__PAGE TEXT__.
And I think that does it. There are a little over 50 lost-and-or-found leftovers here, out of an original list of about 110. That is about the same as most other sections.

Which is disappointing, really. That means for a list that crested around 1000 titles at one time, only about half were viable programs for the console, to the average “desktop” user. I really should have done a better job pruning it down, when I first collected it.

Of course, maybe that’s what I’m doing now. O_o

11 thoughts on “Bonus: T is for terminated

  1. Lex

    @Tor: Well. Torify should work without the graphical stuff (although all that stuff could be pulled as deps)

    @translate: Guilty as you point to my fork. 😀
    The thing with $ translate en fr is, it should read from stdin. And up to a specific python2 version this seems to have worked, why else should the original creator made it that way.

__TASK LIST__.
[A] Write down each figure in digits that appears in the first three paragraphs of the blog post.
[B] Does the blog post agree with each statement? (i) A little over 50 leftovers remain from an original list of about 110. (ii) The author did a good job pruning the list when first collecting it. (iii) Lex says Torify needs the graphical stuff in order to work.
Answer from the blog post alone.

Collected data:
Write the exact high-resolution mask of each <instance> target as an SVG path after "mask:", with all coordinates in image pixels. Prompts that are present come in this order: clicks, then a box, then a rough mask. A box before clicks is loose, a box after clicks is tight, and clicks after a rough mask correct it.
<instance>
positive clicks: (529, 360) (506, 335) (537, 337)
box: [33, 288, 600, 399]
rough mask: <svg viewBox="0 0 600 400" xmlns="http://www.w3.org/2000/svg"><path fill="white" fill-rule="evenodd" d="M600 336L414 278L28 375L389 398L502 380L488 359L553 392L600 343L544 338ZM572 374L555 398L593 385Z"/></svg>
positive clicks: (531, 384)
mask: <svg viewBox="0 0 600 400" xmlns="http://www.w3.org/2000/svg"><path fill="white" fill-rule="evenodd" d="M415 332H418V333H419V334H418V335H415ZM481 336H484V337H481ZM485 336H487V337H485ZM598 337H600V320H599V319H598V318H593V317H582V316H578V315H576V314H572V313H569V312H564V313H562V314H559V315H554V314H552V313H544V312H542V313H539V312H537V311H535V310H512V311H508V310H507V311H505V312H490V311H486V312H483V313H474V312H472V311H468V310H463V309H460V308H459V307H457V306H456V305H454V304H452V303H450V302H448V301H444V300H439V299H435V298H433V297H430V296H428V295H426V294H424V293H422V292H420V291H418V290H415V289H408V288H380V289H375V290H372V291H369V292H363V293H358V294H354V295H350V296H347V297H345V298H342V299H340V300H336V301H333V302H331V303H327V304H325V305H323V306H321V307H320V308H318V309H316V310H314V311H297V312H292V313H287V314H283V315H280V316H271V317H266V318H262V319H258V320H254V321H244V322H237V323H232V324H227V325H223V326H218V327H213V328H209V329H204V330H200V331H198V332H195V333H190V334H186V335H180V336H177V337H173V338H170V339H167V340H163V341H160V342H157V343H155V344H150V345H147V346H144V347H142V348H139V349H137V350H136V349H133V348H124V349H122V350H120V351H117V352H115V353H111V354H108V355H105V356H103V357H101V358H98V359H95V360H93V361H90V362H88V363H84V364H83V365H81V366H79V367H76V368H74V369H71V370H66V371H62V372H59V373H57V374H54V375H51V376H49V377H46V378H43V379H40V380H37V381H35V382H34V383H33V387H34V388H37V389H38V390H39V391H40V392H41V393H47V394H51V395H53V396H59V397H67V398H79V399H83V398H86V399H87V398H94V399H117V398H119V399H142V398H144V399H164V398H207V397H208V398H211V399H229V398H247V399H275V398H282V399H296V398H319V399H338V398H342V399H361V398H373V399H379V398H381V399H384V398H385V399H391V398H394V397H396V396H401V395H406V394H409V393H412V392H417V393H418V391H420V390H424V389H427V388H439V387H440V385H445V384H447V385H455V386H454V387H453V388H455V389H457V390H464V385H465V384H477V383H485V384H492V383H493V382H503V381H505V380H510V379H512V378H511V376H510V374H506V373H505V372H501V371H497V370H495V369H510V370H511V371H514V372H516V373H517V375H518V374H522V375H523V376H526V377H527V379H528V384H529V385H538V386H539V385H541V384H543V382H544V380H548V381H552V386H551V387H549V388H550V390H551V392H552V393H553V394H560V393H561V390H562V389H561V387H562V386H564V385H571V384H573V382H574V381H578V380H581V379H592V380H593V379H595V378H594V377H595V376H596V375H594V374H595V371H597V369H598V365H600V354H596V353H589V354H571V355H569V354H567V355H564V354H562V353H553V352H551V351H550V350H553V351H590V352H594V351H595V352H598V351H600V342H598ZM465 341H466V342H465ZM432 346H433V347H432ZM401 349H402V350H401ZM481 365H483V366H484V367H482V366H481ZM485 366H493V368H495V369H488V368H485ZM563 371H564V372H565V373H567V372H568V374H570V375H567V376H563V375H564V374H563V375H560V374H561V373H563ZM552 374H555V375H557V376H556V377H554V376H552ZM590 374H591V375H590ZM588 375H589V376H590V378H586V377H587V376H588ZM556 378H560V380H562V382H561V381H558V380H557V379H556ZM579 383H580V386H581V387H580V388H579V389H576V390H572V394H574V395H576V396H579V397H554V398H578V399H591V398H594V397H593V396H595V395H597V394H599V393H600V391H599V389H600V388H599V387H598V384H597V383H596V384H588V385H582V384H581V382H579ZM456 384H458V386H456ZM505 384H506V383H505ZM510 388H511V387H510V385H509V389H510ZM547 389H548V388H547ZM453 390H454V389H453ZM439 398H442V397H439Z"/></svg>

__RESPONSE LIST__.
[A] 50, 110, 1000

[B]
(i) Yes: "There are a little over 50 lost-and-or-found leftovers here, out of an original list of about 110."
(ii) No: "I really should have done a better job pruning it down, when I first collected it."
(iii) No: "Torify should work without the graphical stuff"